**READING PASSAGE:**

“I wanted to float in a pool. I wanted to fly. I want to bungee, I want to get into silks, I want to do all those things. It makes you weightless. I carried around so much weight because I was obese, that I just wanted to be weightless, I wanted that lifted off of me. So that’s where the name came in, I got up at 3am, middle of the night, and I just kept thinking weightless, weightless, weightless. That’s it. That’s it, I want to be weightless. I called up a friend. She’s good at graphic design. I said hey, I need you to create me a logo, and she was like, okay, like what do you need I said I want there to be a feather, I want you to feel like, when you look at it I want you to take a deep breath, like, yeah. And so that’s how she came up with it, and I think it’s perfect.”

“I wanted to be weightless.”

“I was on a weight loss show and at my highest weight I was almost 400 pounds. We don’t know for sure because the scale didn’t go that high, it went up to 360, so I was 360 for sure, but probably higher. And I was scared to go into gyms, and I was intimidated, and there were mean girls that judged and looked and gawked. I didn’t know how to use the equipment, and I didn’t have any instructions, and I was at the end of my rope, like I didn’t know who can help me. So I auditioned for Extreme Weight Loss on ABC, and they helped me lose half my body weight on the show, and I decided I wanted to be a coach, I wanted to help people like they helped me, and so I went and got my coaching certifications and started coaching and I was actually coaching downtown, quite a bit. I was coaching at Gypsy Kit Fit when it was in Oil and Gas. I would do Tabata Tuesdays with Tiffany out there. It was intense, it was heavy weight, push ups, like hardcore work, because that’s what kind of coach I was. I’m an intense person, and I coach intensely. So, the cancer journey was tough, it changed the game. I was coaching at Urban Air for trampoline fitness, which is really good for the joints and stuff. And so I picked up all these little nuggets along the way to create Weightless.

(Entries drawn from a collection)
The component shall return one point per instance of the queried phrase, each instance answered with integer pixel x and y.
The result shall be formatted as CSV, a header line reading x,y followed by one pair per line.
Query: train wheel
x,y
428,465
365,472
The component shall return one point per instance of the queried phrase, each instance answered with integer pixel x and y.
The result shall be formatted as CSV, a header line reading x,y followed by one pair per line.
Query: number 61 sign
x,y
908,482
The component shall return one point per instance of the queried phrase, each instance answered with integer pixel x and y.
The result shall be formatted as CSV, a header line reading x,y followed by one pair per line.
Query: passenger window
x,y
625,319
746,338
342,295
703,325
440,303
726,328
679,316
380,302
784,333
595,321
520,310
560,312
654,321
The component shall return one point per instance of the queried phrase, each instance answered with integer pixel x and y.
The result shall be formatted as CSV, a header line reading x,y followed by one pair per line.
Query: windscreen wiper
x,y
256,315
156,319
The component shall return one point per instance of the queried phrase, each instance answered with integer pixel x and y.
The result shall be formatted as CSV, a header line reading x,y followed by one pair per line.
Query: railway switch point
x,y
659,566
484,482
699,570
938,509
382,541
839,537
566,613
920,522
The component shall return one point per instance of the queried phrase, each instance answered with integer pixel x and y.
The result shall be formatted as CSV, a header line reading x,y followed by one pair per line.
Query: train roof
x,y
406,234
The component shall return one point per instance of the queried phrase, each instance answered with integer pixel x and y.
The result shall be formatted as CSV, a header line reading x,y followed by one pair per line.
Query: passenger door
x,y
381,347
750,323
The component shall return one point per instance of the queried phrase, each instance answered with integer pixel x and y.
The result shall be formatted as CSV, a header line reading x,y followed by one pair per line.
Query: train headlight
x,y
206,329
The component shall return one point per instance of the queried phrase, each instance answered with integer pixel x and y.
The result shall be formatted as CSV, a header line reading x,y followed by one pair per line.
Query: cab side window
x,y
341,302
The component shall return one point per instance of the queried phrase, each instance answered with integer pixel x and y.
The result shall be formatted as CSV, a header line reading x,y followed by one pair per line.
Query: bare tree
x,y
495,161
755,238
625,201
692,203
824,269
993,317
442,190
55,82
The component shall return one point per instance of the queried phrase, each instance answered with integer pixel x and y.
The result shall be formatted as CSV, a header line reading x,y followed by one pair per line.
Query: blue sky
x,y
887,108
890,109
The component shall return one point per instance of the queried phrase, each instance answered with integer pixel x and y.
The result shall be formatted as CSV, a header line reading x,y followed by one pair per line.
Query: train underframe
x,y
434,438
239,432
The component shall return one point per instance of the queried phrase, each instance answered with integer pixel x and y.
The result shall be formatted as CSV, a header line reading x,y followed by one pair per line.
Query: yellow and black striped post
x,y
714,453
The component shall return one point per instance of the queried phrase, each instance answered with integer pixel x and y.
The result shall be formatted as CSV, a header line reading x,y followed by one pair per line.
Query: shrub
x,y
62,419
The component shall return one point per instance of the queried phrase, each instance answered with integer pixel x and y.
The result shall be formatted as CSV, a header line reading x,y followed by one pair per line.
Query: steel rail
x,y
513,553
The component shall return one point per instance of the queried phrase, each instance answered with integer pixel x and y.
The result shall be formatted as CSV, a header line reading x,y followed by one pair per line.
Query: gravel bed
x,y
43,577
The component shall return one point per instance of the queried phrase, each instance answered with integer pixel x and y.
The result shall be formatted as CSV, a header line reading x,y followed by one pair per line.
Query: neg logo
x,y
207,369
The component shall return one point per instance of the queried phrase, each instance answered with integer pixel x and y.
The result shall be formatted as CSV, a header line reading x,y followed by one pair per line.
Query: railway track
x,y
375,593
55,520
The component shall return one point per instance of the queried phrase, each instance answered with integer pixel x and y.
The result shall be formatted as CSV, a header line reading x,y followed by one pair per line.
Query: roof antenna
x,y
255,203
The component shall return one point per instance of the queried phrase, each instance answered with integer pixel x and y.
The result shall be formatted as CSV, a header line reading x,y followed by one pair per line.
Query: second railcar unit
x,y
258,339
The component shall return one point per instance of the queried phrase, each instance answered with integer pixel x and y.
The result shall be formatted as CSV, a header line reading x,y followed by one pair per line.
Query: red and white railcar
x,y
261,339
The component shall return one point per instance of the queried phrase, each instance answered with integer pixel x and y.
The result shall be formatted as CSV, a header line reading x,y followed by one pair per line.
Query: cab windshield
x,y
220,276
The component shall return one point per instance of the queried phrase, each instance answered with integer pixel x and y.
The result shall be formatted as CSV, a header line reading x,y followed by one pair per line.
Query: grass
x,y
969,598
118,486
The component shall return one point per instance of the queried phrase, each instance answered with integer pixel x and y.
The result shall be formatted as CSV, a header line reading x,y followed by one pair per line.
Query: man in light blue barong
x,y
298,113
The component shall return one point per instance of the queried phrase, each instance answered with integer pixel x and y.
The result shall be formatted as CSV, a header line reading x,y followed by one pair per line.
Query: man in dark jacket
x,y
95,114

**WHAT YOU NEED TO DO:** In the account of how Weightless began, what was the highest weight the scale could register?

**ANSWER AREA:** 360 pounds